• **Your objective**
Transcribe, verbatim, every line from the start of the entries through the line that contains "box: [272, 0, 384, 101]"; include both boundary lines and omit all others.

•••••

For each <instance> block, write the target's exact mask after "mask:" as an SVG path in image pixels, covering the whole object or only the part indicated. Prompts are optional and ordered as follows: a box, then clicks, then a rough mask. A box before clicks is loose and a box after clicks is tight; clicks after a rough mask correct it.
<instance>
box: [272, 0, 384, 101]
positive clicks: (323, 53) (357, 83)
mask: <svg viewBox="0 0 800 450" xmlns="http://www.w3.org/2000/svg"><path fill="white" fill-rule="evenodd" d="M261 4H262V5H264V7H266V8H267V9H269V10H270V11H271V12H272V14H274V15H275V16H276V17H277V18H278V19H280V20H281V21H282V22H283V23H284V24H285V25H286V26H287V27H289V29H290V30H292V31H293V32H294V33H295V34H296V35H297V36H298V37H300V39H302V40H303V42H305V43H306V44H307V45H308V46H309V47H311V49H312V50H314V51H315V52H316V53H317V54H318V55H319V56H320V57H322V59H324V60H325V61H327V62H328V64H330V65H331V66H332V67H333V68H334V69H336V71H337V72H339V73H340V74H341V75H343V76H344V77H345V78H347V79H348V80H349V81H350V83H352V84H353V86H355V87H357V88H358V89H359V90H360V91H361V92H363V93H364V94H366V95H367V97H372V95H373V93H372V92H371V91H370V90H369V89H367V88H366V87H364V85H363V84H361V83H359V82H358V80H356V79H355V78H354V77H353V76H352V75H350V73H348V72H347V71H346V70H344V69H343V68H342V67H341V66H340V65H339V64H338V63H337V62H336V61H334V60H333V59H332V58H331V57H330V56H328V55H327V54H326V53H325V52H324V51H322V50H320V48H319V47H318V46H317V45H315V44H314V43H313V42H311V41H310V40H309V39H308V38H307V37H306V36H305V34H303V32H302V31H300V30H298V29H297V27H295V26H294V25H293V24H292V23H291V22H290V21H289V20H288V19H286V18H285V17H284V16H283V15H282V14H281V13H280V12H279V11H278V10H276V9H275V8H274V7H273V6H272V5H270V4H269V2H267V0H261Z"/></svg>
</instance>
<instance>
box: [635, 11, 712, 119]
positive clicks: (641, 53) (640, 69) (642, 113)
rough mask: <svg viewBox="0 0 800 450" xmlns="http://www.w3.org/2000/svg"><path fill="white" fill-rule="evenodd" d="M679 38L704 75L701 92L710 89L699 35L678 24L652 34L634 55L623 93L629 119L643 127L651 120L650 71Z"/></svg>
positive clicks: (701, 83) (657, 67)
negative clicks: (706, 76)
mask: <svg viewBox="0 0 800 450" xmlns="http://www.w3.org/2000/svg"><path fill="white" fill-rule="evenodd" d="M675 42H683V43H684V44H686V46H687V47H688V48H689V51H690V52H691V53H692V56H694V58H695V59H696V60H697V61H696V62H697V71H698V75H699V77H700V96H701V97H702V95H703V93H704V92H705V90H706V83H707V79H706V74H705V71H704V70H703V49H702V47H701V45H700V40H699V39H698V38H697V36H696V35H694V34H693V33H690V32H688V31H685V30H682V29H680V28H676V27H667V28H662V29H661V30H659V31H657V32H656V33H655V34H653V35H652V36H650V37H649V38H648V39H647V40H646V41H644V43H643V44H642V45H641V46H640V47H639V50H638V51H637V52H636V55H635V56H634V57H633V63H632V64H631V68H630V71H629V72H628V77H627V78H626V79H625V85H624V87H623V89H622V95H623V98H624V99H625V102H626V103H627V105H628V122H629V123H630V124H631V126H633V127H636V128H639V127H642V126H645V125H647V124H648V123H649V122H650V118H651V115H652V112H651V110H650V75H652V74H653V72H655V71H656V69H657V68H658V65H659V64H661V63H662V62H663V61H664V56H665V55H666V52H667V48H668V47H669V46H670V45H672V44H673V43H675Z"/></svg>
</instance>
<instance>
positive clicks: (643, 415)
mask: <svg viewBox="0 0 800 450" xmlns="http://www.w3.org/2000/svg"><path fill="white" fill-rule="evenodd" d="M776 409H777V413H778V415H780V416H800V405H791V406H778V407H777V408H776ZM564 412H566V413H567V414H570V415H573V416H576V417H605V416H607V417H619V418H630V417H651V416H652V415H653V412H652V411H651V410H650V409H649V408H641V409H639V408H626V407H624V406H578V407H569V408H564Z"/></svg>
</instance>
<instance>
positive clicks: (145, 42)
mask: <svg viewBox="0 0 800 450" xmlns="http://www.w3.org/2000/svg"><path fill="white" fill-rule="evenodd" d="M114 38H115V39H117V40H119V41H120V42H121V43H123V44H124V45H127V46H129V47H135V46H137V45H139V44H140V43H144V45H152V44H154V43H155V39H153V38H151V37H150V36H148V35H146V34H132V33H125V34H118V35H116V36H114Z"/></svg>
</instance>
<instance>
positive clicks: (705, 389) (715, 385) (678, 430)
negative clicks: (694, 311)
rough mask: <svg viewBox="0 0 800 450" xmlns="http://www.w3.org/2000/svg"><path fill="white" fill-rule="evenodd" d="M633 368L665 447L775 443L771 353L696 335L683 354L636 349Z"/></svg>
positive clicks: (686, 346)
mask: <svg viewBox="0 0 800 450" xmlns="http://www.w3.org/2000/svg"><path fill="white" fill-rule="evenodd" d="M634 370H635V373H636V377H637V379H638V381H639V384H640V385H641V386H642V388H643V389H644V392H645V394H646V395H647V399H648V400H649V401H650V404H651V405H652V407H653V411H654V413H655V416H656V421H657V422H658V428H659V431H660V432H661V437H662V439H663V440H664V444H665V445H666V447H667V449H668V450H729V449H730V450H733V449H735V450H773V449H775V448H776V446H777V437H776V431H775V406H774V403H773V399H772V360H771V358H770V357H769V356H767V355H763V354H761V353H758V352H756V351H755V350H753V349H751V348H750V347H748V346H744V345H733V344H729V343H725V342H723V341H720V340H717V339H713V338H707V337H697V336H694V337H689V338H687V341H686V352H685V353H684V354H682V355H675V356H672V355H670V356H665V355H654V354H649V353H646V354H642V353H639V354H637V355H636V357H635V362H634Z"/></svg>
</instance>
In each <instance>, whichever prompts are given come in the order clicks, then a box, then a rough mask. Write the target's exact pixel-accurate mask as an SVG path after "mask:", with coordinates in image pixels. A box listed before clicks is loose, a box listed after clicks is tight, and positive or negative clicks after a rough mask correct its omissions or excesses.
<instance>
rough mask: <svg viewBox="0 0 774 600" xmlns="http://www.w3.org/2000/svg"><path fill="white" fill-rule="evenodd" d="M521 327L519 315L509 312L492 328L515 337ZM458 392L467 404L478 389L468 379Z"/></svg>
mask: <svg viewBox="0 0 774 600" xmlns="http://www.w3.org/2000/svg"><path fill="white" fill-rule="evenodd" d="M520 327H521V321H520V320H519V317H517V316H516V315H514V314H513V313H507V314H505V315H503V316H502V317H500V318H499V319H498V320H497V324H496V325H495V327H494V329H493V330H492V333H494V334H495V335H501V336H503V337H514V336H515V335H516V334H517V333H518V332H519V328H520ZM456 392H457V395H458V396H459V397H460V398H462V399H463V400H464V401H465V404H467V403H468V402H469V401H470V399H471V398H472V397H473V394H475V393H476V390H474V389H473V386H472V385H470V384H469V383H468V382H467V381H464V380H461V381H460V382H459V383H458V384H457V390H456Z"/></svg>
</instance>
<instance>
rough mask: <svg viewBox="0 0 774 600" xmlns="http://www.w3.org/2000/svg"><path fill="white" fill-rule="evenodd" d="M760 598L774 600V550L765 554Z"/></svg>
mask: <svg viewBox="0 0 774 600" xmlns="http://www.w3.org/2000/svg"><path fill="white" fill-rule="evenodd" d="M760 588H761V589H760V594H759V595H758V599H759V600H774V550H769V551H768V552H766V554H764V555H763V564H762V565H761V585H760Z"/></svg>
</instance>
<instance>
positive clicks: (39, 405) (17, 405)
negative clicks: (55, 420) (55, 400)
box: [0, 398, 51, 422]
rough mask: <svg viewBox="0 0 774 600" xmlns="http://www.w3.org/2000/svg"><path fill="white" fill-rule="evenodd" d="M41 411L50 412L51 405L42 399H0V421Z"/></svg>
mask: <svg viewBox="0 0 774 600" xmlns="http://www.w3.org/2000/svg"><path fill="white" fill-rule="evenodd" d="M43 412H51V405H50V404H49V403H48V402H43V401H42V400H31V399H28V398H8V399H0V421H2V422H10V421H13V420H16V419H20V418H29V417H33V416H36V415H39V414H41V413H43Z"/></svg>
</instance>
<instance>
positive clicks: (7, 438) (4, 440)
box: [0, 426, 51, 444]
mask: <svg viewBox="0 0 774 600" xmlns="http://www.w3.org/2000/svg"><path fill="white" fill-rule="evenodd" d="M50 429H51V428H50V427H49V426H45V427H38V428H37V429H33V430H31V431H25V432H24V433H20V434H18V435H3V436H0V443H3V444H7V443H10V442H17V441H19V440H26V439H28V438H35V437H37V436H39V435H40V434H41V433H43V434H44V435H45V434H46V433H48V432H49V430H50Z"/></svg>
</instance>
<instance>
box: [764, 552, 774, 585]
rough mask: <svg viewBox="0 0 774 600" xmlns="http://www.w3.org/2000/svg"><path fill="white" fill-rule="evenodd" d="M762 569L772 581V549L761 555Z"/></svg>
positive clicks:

•••••

• **Output of the task**
For each <instance> block, write the target's exact mask after "mask:" as an SVG path in image pixels, covering the whole object or only the part indicated. Prompts are optional and ordered as follows: a box, then clicks, then a rough mask. A box before clicks is loose and a box after clicks is tight; clicks after a rough mask correct it.
<instance>
box: [272, 0, 384, 101]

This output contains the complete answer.